§ DATA FOR PROCESSING:
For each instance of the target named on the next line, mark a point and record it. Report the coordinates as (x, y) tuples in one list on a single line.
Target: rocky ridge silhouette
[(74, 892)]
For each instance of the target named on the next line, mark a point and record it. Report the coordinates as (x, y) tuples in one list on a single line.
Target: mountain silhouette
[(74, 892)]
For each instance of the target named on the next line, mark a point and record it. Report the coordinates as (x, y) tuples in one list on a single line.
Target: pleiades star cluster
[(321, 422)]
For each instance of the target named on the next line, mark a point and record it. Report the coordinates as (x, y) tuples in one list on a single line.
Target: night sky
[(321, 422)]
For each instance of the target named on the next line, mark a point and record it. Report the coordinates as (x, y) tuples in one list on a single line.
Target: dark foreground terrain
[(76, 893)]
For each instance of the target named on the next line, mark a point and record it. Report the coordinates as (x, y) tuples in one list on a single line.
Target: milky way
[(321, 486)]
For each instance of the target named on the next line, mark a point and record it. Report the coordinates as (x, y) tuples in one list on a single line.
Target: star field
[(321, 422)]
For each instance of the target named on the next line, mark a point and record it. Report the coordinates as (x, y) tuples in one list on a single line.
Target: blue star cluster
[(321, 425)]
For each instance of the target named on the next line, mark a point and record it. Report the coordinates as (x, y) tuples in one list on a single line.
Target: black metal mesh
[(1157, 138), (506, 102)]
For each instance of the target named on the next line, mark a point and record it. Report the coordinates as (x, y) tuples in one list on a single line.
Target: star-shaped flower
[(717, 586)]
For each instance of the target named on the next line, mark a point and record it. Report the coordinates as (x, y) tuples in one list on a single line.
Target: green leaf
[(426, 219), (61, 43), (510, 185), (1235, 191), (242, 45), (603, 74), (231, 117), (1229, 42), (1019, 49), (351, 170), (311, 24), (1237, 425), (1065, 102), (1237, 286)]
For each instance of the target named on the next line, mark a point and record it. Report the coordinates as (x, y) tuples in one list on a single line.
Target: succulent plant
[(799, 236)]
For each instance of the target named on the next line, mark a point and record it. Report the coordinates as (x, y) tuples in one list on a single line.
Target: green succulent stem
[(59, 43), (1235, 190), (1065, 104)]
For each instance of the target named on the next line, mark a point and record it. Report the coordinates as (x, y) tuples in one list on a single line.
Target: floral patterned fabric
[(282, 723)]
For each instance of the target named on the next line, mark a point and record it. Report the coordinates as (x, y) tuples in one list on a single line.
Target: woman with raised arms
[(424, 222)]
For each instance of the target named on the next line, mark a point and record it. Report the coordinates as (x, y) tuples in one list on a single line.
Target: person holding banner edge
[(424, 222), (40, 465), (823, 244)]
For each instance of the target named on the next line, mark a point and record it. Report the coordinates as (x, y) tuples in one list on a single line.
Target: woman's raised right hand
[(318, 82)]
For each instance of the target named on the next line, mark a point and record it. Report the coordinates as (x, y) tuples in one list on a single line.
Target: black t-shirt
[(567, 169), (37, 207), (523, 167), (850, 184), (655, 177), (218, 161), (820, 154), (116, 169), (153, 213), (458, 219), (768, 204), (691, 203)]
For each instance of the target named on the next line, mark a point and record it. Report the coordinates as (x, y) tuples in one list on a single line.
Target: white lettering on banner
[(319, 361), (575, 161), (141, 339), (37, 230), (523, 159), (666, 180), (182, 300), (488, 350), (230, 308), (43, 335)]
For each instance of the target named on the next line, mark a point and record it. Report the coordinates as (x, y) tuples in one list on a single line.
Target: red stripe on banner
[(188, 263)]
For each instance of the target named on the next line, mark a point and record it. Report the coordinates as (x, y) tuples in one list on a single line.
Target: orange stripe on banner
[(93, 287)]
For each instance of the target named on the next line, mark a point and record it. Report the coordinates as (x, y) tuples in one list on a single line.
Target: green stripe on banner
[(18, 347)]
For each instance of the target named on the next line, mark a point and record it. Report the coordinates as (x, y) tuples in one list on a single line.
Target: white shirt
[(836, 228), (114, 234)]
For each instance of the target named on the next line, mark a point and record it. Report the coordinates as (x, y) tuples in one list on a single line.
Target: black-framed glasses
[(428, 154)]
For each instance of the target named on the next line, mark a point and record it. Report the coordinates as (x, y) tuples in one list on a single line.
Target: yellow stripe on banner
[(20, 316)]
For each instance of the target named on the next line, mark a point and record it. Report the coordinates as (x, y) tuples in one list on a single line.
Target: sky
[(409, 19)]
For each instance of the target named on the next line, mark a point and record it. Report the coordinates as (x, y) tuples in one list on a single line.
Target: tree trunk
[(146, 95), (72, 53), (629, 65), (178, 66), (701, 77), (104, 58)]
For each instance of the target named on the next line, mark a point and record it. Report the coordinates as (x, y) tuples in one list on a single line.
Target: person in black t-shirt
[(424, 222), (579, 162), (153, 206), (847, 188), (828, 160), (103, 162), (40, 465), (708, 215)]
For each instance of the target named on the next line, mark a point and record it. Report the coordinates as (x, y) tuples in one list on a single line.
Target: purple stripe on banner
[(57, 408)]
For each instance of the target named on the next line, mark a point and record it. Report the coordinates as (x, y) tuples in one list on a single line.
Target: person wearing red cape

§ EXERCISE DETAILS:
What is needed here is an exact copy of all the records above.

§ RESULT BELOW:
For each instance of the target named on the next line, mark a point and record it. Report the coordinates as (x, y) tuples in one list on a single line.
Target: rocky ridge silhouette
[(74, 892)]
For each instance of the target named on the next line, mark a point and record it. Report the coordinates as (x, y) tuples in one list on a single line.
Target: mountain silhouette
[(74, 892)]
For each instance of the target named on the next line, mark a point and record it. Report the coordinates as (x, y) tuples in one list on a single line.
Target: pleiades star cluster
[(321, 422)]
For each instance of the target named on the next line, mark a point and record it. Report the coordinates as (x, y) tuples in one list on a single line.
Target: night sky
[(321, 422)]
For each instance of the target named on the next line, mark a point and record it. Report the coordinates as (x, y) tuples in one list on a single line.
Target: dark foreground terrain
[(76, 893)]
For each instance of the target named on the next line, mark a point and record it. Report the coordinates as (x, y) tuples in one list on a single line.
Target: milky way
[(321, 486)]
For each instance of the target named on the next line, mark a point and record it. Report the coordinates as (x, y) tuples in one list on a single line.
Target: star field
[(321, 422)]
For each instance of the target named on the next line, mark a point and record it. Report the coordinates as (x, y) tuples in one list on a single line.
Target: blue star cluster
[(321, 425)]
For each instance of the target named on the next line, mark a point and record it. Report the coordinates as (x, y) tuples in one list on a single line.
Target: black metal mesh
[(1157, 138), (506, 102)]
For each instance of the target named on the next line, mark a point and record it. Report the coordinates as (x, y) tuples in one list on a single line.
Target: star-shaped flower
[(717, 586)]
For each instance of the target named on the next line, mark a point and record it. Report the coordinates as (x, y) tuples in one list on a single line.
Target: green leaf
[(426, 219), (61, 43), (510, 185), (1235, 191), (242, 45), (603, 74), (231, 117), (1229, 42), (1019, 49), (351, 170), (311, 24), (1237, 425), (1065, 102), (1237, 286)]
For each instance of the target named on the next line, mark a point and record it. Report the coordinates as (x, y) tuples in one list on a single line.
Target: succulent plant
[(799, 236)]
For each instance of the target named on the next line, mark a point and record it. Report the coordinates as (x, y) tuples in one list on a single line.
Target: green succulent stem
[(59, 43), (1235, 190), (1065, 104)]
For each instance of the target named on the next line, mark a point and record it. Report the coordinates as (x, y) tuples in one list on a single line.
Target: floral patterned fabric
[(282, 723)]
For each instance of the target named on the next line, mark a point and record it. Report the coordinates as (x, y) tuples in one list on a single line.
Target: woman with raised arms
[(424, 222)]
For each instance of the target named on the next line, mark a point and record it. Report the coordinates as (x, y) tuples in one list on a single line.
Target: person holding banner edge
[(424, 222), (40, 465), (823, 244)]
For each instance of the target named on the next line, mark a point and record it. Report the coordinates as (x, y) tuples in one list on a single line.
Target: woman's raised right hand
[(318, 82)]
For each instance of the target named on the next line, mark a point and record it. Report the coordinates as (x, y) tuples in one list on a single line.
Target: black t-shirt
[(567, 169), (37, 207), (523, 167), (850, 184), (655, 177), (218, 161), (820, 154), (116, 169), (153, 213), (458, 219), (768, 204), (691, 203)]
For each instance of the target named on the next line, mark a point and record it. Report the coordinates as (x, y) tuples in one list on a single line.
Target: white lettering on banner
[(319, 361), (575, 161), (141, 339), (37, 230), (523, 159), (666, 180), (182, 300), (488, 350), (230, 308), (43, 335)]
For each instance of the target named on the next line, mark a point and record it. Report the coordinates as (x, y) tuples in one list on a single line.
Target: red stripe on banner
[(188, 263)]
For each instance of the target named on the next line, mark a point and record it. Report the coordinates as (x, y) tuples in one list on a single line.
Target: orange stripe on banner
[(93, 287)]
For each instance of the target named on the next line, mark a point and record it. Report the coordinates as (x, y) tuples in one list on a single line.
Target: green stripe on banner
[(18, 347)]
For each instance of the target named on the next line, mark a point and record it. Report the coordinates as (x, y) tuples in one list on a single line.
Target: white shirt
[(836, 228), (114, 234)]
For each instance of the target named on the next line, mark a point and record it. Report the coordinates as (x, y) tuples in one list on a single line.
Target: black-framed glasses
[(428, 154)]
For each instance of the target named on the next line, mark a point and record it. Report the coordinates as (x, y) tuples in one list on a single line.
Target: yellow stripe on banner
[(20, 316)]
For each instance of the target named on the next line, mark a point and record it. Report the coordinates as (x, y) tuples in one list on a single line.
Target: sky
[(409, 19)]
For each instance of the target named on the next line, mark a point and record it. Report the coordinates as (x, y) tuples in one list on a single line.
Target: tree trunk
[(146, 95), (72, 53), (629, 65), (178, 66), (701, 77), (104, 58)]
For each instance of the target named on the next line, mark a point and record it. Report the coordinates as (x, y) tuples in one list on a single line.
Target: person in black t-shirt
[(424, 222), (579, 162), (153, 206), (847, 188), (828, 160), (103, 162), (40, 465), (708, 215)]
For each instance of the target named on the next line, mark a point and record it. Report the coordinates as (x, y) tuples in one list on a single line.
Target: purple stripe on banner
[(57, 408)]
For each instance of the target named on the next line, mark a point and record it. Report the coordinates as (x, y) tuples in one list on a single line.
Target: person wearing red cape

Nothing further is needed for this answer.